While I’m not a big fan of SUVs, I do like the original Blazer with its boxy design and impressive off-road capability. But, I’m not at all surprised that Chevy went with a Camaro-inspired, sharp-looking design language for the modern Blazer. It’s the 21st century, GM needs to keep its crossovers attractive, and I’m pretty sure that it wants to attract more and more young people toward SUVs. While a boxy, heritage-inspired Blazer would have made old enthusiasts happy, the Blazer would have remained a niche vehicle for... well... old enthusiasts.

Chevy runs a business, and the somewhat sad part about running a business is that you need to customize your products in a way that you sell as much as possible. The Camaro-inspired Blazer is probably the result of intense market prospecting and some serious brain-storming in GM’s head offices and design departments. Sure, it could be less popular than predicted, but let’s face it, many of us want an SUV that looks as aggressive as a muscle car.

*Requests*
A. According to the Blazer commentary, which car inspired the design of the modern Blazer?
B. Extend the Blazer commentary with another paragraph that picks up after its final sentence.

*Entries for pointing and labeling*
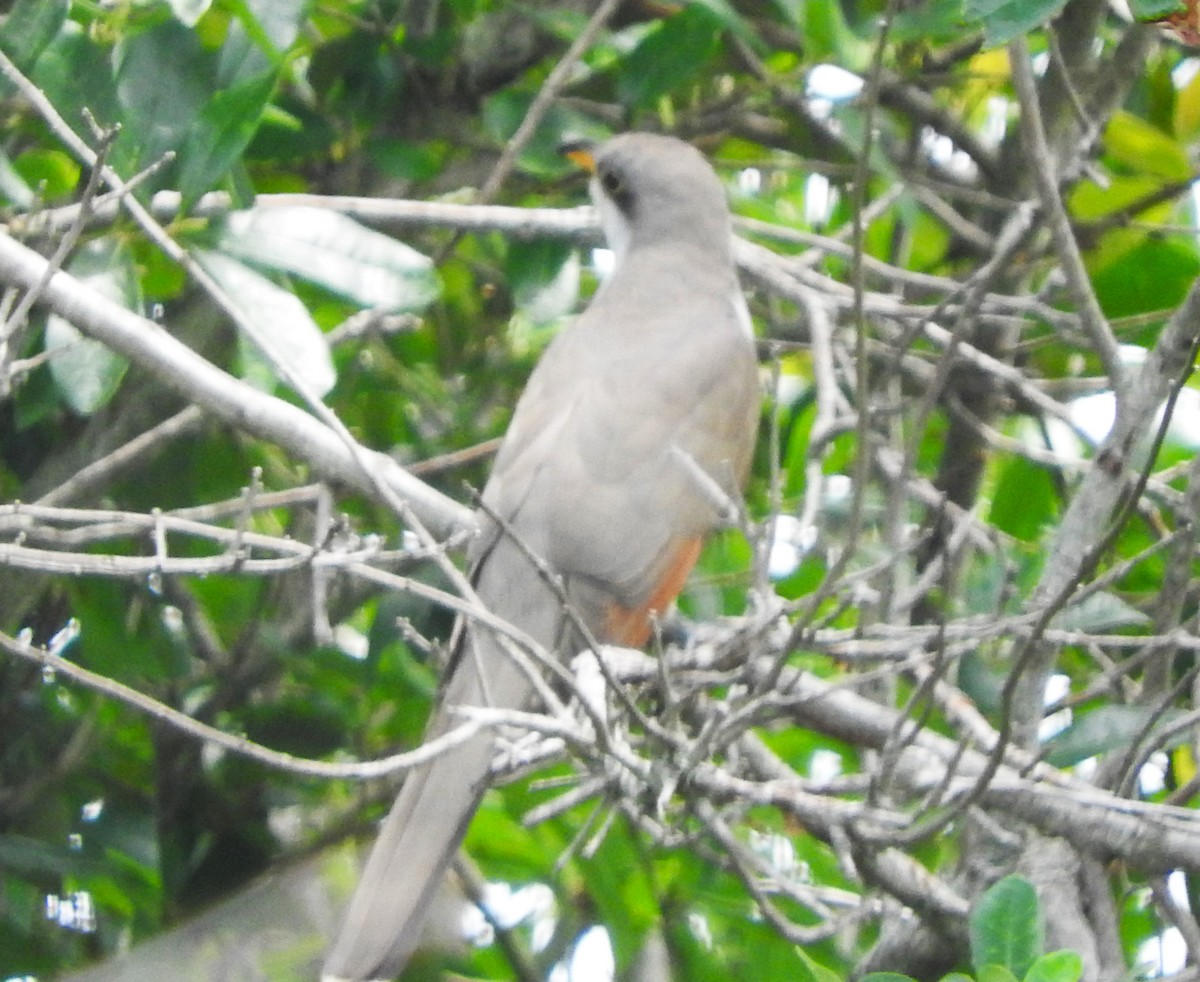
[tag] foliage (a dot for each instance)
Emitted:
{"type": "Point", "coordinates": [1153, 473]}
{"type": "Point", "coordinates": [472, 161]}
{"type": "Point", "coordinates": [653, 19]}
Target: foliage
{"type": "Point", "coordinates": [970, 252]}
{"type": "Point", "coordinates": [1007, 940]}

*Outputs by task*
A. The Camaro.

B.
There are things that I don’t like about the Blazer, though. It bothers me that I can see too much Lexus up front and on the sides, while the rear end is too bland. It’s like Chevy designers got bored as they reached the rear fascia and decided to glue one on from an existing model. Also, while the RS package is pretty cool, it remains just an appearance kit that makes no difference in terms of performance. And, that’s not something I want on a crossover that looks like a Camaro on stilts.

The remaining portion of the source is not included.